MATERIAL SHOWN:
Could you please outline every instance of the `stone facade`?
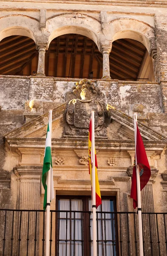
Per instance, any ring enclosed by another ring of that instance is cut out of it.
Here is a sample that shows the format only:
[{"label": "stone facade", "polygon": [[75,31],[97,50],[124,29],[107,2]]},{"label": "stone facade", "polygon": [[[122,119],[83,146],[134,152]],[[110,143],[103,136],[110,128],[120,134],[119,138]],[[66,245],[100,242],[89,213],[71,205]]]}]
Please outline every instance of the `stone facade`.
[{"label": "stone facade", "polygon": [[[40,180],[50,109],[55,194],[91,195],[88,129],[82,136],[67,132],[71,128],[65,116],[70,100],[81,100],[71,96],[79,80],[45,74],[45,53],[51,41],[76,33],[91,39],[103,55],[102,78],[91,81],[103,95],[99,102],[104,113],[99,116],[106,117],[102,130],[105,136],[97,133],[95,142],[102,195],[115,196],[118,211],[133,210],[130,197],[135,150],[132,118],[137,112],[151,169],[142,194],[142,207],[145,212],[167,212],[167,3],[164,0],[116,2],[116,5],[113,0],[0,1],[0,40],[12,35],[28,36],[39,53],[36,76],[0,76],[0,208],[42,209]],[[109,54],[112,42],[123,38],[145,46],[155,81],[112,79]],[[55,209],[55,200],[51,206]],[[1,242],[0,251],[2,248]],[[24,250],[22,246],[23,256]],[[40,253],[37,249],[37,253]]]}]

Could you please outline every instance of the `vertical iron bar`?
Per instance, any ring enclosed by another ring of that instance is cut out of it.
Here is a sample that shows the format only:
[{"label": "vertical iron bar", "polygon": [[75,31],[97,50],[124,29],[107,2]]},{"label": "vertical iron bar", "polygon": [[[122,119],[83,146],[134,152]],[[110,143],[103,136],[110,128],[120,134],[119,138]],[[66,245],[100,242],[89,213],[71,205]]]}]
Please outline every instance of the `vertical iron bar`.
[{"label": "vertical iron bar", "polygon": [[18,256],[20,256],[20,241],[21,241],[21,221],[22,221],[22,211],[20,212],[20,227],[19,227],[19,244],[18,244]]},{"label": "vertical iron bar", "polygon": [[65,256],[67,255],[67,218],[68,217],[68,212],[66,212],[66,227],[65,227]]},{"label": "vertical iron bar", "polygon": [[83,212],[81,213],[81,247],[82,247],[82,256],[83,256]]},{"label": "vertical iron bar", "polygon": [[136,221],[135,221],[135,216],[136,214],[135,212],[133,213],[134,218],[134,227],[135,229],[135,250],[136,250],[136,256],[138,256],[138,253],[137,251],[137,241],[136,239]]},{"label": "vertical iron bar", "polygon": [[4,226],[4,235],[3,237],[3,256],[5,255],[5,241],[6,239],[5,238],[5,235],[6,233],[6,210],[5,211],[5,226]]},{"label": "vertical iron bar", "polygon": [[45,212],[43,213],[43,238],[42,241],[42,256],[44,256],[44,241],[45,241]]},{"label": "vertical iron bar", "polygon": [[119,229],[120,229],[120,241],[121,247],[121,256],[122,256],[122,229],[121,227],[121,213],[119,213]]},{"label": "vertical iron bar", "polygon": [[114,254],[114,226],[113,226],[113,213],[111,213],[111,232],[112,232],[112,247],[113,247],[113,256],[115,256]]},{"label": "vertical iron bar", "polygon": [[143,232],[143,213],[142,213],[142,232],[143,233],[143,254],[144,254],[144,256],[145,256],[145,249],[144,249],[144,232]]},{"label": "vertical iron bar", "polygon": [[60,212],[59,212],[58,215],[58,236],[57,236],[57,253],[58,256],[59,256],[59,237],[60,237]]},{"label": "vertical iron bar", "polygon": [[[102,211],[102,205],[101,207]],[[104,256],[104,234],[103,234],[103,213],[100,213],[101,215],[101,226],[102,230],[102,256]]]},{"label": "vertical iron bar", "polygon": [[164,215],[164,227],[165,229],[166,250],[166,252],[167,253],[167,230],[166,230],[165,217],[165,214],[164,213],[163,214],[163,215]]},{"label": "vertical iron bar", "polygon": [[74,256],[75,256],[75,212],[74,212]]},{"label": "vertical iron bar", "polygon": [[91,212],[89,212],[89,255],[91,255]]},{"label": "vertical iron bar", "polygon": [[99,225],[98,225],[98,212],[96,212],[96,227],[97,227],[97,256],[99,256]]},{"label": "vertical iron bar", "polygon": [[12,256],[13,254],[13,226],[14,225],[14,211],[13,211],[12,224],[11,226],[11,256]]},{"label": "vertical iron bar", "polygon": [[157,214],[156,214],[156,229],[157,230],[157,236],[158,236],[158,246],[159,247],[159,256],[161,256],[160,252],[160,241],[159,241],[159,224],[158,222],[158,216]]},{"label": "vertical iron bar", "polygon": [[[71,200],[70,199],[70,211],[71,210]],[[71,240],[72,240],[72,236],[71,236],[71,227],[72,226],[72,220],[71,220],[71,212],[70,212],[70,256],[71,256]]]},{"label": "vertical iron bar", "polygon": [[153,256],[153,239],[152,239],[152,234],[151,234],[151,222],[150,222],[150,214],[148,215],[148,219],[149,221],[149,229],[150,229],[150,246],[151,246],[151,256]]},{"label": "vertical iron bar", "polygon": [[51,255],[51,242],[52,241],[52,214],[53,212],[51,212],[51,233],[50,237],[50,256]]},{"label": "vertical iron bar", "polygon": [[30,212],[28,213],[28,223],[27,227],[27,253],[26,256],[28,255],[28,242],[29,242],[29,226],[30,223]]},{"label": "vertical iron bar", "polygon": [[105,224],[105,255],[107,256],[107,241],[106,241],[106,226],[105,225],[105,213],[104,213],[104,221]]},{"label": "vertical iron bar", "polygon": [[129,215],[127,213],[127,246],[128,248],[128,256],[130,255],[130,238],[129,236]]},{"label": "vertical iron bar", "polygon": [[35,213],[35,237],[34,237],[34,256],[36,255],[37,245],[37,212]]}]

EXERCISE DETAILS: How many lines of the material above contain the string "Could", with case taken into account? Reply with the number alone.

THE REPLY: 2